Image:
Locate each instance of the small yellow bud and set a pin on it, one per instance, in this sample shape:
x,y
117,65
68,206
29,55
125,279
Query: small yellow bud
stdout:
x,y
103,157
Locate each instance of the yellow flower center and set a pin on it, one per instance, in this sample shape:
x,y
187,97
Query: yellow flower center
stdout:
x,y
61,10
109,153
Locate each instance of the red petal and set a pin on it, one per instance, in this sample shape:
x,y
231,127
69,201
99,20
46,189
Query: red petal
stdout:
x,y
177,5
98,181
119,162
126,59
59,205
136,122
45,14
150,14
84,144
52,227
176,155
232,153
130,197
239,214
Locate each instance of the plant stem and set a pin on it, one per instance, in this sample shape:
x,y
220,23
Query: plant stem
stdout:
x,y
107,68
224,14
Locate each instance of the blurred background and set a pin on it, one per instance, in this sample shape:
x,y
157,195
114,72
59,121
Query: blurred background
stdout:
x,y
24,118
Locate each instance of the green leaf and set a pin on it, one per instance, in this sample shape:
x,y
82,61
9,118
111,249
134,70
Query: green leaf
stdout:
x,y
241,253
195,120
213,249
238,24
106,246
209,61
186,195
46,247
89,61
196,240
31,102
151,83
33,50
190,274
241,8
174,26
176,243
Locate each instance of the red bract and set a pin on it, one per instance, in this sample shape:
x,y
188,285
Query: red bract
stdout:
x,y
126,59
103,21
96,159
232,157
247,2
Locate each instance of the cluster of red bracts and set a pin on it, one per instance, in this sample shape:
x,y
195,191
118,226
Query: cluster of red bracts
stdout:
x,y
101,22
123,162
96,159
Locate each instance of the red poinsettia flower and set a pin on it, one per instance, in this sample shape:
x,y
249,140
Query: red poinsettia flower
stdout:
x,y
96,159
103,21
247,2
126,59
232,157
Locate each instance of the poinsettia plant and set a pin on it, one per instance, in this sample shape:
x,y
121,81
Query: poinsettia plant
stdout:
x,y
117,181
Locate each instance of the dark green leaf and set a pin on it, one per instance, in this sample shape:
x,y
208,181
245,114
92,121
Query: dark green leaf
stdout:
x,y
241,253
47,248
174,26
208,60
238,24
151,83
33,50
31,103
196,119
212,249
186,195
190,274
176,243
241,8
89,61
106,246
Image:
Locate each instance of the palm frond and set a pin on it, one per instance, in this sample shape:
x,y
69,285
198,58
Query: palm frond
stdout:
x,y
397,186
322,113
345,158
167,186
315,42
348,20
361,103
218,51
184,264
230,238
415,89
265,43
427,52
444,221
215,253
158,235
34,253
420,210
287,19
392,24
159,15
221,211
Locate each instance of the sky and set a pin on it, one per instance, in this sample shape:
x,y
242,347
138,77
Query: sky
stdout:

---*---

What the task asks: Retype the entries one by one, exactly.

Response to the task:
Image:
Locate each instance of the small yellow bud and set a pin on it, one per instance, in this sample shape:
x,y
117,65
68,206
29,55
125,279
Query: small yellow bud
stdout:
x,y
103,157
Locate each instance of the yellow flower center and set a pin on it, one per instance, in this sample shape:
x,y
187,97
Query: yellow flower center
stdout:
x,y
61,10
109,153
Locate each instance of the red petal and set a pin on it, one per instance, in this sample shape:
x,y
231,127
69,201
99,20
46,189
Query: red petal
stdout:
x,y
177,5
98,181
119,162
126,59
59,205
136,122
45,14
150,14
84,144
52,227
176,155
232,153
130,197
239,214
Locate each instance of the plant stem and set a pin on it, one per instance, in this sample shape:
x,y
220,23
Query: plant stem
stdout:
x,y
107,68
224,14
Locate each instance of the blurred background and set a pin on it, one per instance, in this sample shape:
x,y
157,195
114,72
59,121
Query: blurred background
stdout:
x,y
24,118
Locate each instance of the green leaf and set a pin on it, one per instance, in this sample shape:
x,y
82,61
9,118
111,249
134,70
Query: green leaf
stdout:
x,y
241,253
195,120
213,249
238,24
106,246
209,61
186,195
46,247
89,61
196,240
31,102
151,83
33,50
190,274
241,8
174,26
176,243
Locate each instance of the red bract and set a pin on it, one per instance, in this sample shape:
x,y
188,285
Query: red bract
stdout:
x,y
126,59
103,21
96,159
232,157
247,2
Locate each instance of the cluster of red bracts and set a pin on it, one per instance, in this sample shape:
x,y
195,191
118,226
Query: cluster of red bracts
stdout:
x,y
101,22
123,162
96,159
Locate each instance of the red poinsettia flower and set a pin on it, one per instance, in this sample shape:
x,y
249,140
Query: red poinsettia flower
stdout:
x,y
96,159
103,21
247,2
126,59
232,157
Locate each instance of the poinsettia plant and set a pin on it, one per instance, in this sample shape:
x,y
121,81
Query: poinsettia plant
stdout:
x,y
117,181
Locate each instance of the dark green leaf and set a pin on it, one per instance, in this sample shape:
x,y
208,181
245,114
92,121
Query: dark green leaf
stdout:
x,y
241,253
47,248
174,26
208,60
238,24
151,83
33,50
31,103
196,119
212,249
186,195
190,274
176,243
241,8
89,61
106,246
Image:
Locate each instance of the palm frond and set a pin on it, one per instance, in this sample shape:
x,y
69,285
198,58
Query: palm frond
stdout:
x,y
397,186
322,113
345,158
167,186
315,42
348,20
361,103
218,51
184,264
230,238
415,89
265,43
427,52
444,221
215,253
158,235
34,253
420,210
287,19
392,24
159,15
221,211
Locate each instance of the sky and set a pin on it, one per instance, in this sample shape:
x,y
242,347
138,77
Query: sky
stdout:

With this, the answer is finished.